> _TASK DETAILS_:
The task calls for every line of the data to be retyped exactly.

[SOURCE RECORDS Boundary: Start]

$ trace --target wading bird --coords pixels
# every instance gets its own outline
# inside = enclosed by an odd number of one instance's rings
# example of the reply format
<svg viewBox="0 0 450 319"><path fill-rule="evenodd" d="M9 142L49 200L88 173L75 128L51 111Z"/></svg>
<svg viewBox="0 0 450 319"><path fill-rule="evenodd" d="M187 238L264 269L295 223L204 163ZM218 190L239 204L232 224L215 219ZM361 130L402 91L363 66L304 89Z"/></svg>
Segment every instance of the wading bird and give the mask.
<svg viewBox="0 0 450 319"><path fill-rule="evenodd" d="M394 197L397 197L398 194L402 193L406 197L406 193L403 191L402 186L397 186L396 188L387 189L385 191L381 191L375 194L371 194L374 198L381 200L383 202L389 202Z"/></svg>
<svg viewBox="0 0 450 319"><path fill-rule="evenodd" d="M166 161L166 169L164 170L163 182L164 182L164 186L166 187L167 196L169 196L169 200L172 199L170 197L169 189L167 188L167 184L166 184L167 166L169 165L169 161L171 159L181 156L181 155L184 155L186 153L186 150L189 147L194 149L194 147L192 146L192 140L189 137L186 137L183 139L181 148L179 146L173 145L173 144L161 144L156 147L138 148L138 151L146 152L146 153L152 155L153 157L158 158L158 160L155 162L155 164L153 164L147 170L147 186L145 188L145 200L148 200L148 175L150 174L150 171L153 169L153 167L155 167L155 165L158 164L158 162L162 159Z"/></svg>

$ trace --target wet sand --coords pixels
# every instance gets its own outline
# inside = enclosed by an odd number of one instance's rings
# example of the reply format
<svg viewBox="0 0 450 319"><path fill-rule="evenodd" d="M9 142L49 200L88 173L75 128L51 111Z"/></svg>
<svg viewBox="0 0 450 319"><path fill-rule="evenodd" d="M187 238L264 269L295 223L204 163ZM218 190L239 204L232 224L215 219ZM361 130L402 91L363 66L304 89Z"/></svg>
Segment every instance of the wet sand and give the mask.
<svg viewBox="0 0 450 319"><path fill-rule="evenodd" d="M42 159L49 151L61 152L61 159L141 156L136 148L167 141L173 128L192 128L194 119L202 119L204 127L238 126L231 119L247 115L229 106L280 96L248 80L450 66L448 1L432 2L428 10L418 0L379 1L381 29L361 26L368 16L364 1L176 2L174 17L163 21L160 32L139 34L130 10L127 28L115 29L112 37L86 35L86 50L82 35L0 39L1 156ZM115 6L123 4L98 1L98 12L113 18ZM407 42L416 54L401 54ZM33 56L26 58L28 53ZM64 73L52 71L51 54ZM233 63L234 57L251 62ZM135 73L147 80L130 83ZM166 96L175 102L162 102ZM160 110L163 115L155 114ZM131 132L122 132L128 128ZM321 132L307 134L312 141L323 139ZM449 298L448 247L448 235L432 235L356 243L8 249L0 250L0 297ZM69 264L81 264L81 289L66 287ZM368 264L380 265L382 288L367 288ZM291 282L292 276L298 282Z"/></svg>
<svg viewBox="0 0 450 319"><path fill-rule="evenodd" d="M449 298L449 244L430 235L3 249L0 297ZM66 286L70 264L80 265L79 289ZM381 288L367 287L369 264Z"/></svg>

[SOURCE RECORDS Boundary: End]

> _THE COMPLETED TASK_:
$ trace --target wading bird --coords pixels
# every instance gets its own outline
# inside = enclosed by an odd number of one instance's rings
# example of the reply format
<svg viewBox="0 0 450 319"><path fill-rule="evenodd" d="M9 142L49 200L88 173L75 128L51 111Z"/></svg>
<svg viewBox="0 0 450 319"><path fill-rule="evenodd" d="M187 238L264 269L295 223L204 163ZM218 190L239 204L232 224L215 219ZM361 130L402 91L363 66L304 89Z"/></svg>
Segment every instance of the wading bird and give the mask.
<svg viewBox="0 0 450 319"><path fill-rule="evenodd" d="M394 197L397 197L398 194L402 193L406 197L406 193L403 191L402 186L397 186L396 188L387 189L385 191L381 191L375 194L371 194L374 198L381 200L383 202L389 202Z"/></svg>
<svg viewBox="0 0 450 319"><path fill-rule="evenodd" d="M166 161L166 169L164 170L163 182L164 182L164 186L166 187L167 196L169 196L169 200L172 199L170 197L169 189L167 188L167 184L166 184L167 166L169 165L169 161L171 159L181 156L181 155L184 155L186 153L186 150L189 147L194 149L194 147L192 146L192 140L189 137L186 137L183 139L181 148L179 146L173 145L173 144L161 144L156 147L138 148L138 151L146 152L146 153L152 155L153 157L158 158L158 160L155 162L155 164L153 164L147 170L147 186L145 188L145 200L148 200L148 175L150 174L150 171L153 169L153 167L155 167L155 165L158 164L158 162L162 159Z"/></svg>

$ trace --target wet sand --coords pixels
# every instance gets its own outline
# inside = enclosed by an odd number of one instance's rings
# example of the reply format
<svg viewBox="0 0 450 319"><path fill-rule="evenodd" d="M9 142L49 200L88 173L75 128L51 111Z"/></svg>
<svg viewBox="0 0 450 319"><path fill-rule="evenodd" d="M187 238L264 269L295 223L204 163ZM218 190L239 204L232 224L215 219ZM361 130L402 91L363 66L304 89Z"/></svg>
Segment every instance of the wet sand and give the mask.
<svg viewBox="0 0 450 319"><path fill-rule="evenodd" d="M42 159L49 151L61 152L61 159L141 156L136 148L167 141L173 128L192 128L194 119L202 119L204 127L238 126L231 119L247 115L229 106L280 96L248 80L450 66L448 1L432 2L428 10L418 0L379 1L381 29L361 26L368 16L364 1L176 2L174 17L163 21L160 32L139 34L130 10L127 28L115 29L112 37L86 35L86 50L82 35L0 39L1 156ZM115 6L123 4L98 1L98 12L113 18ZM407 42L416 54L401 54ZM33 56L26 58L28 53ZM64 73L52 71L51 54ZM233 63L234 57L251 62ZM135 73L147 80L130 83ZM166 96L175 102L162 102ZM160 110L163 115L155 114ZM131 132L122 132L128 128ZM321 132L307 134L312 141L323 139ZM449 298L448 247L448 235L432 235L356 243L8 249L0 250L0 297ZM69 264L81 264L81 289L66 287ZM368 264L380 265L382 288L367 288ZM291 282L292 276L298 282Z"/></svg>
<svg viewBox="0 0 450 319"><path fill-rule="evenodd" d="M449 298L449 244L430 235L3 249L0 297ZM66 286L70 264L80 265L79 289ZM381 288L367 287L369 264Z"/></svg>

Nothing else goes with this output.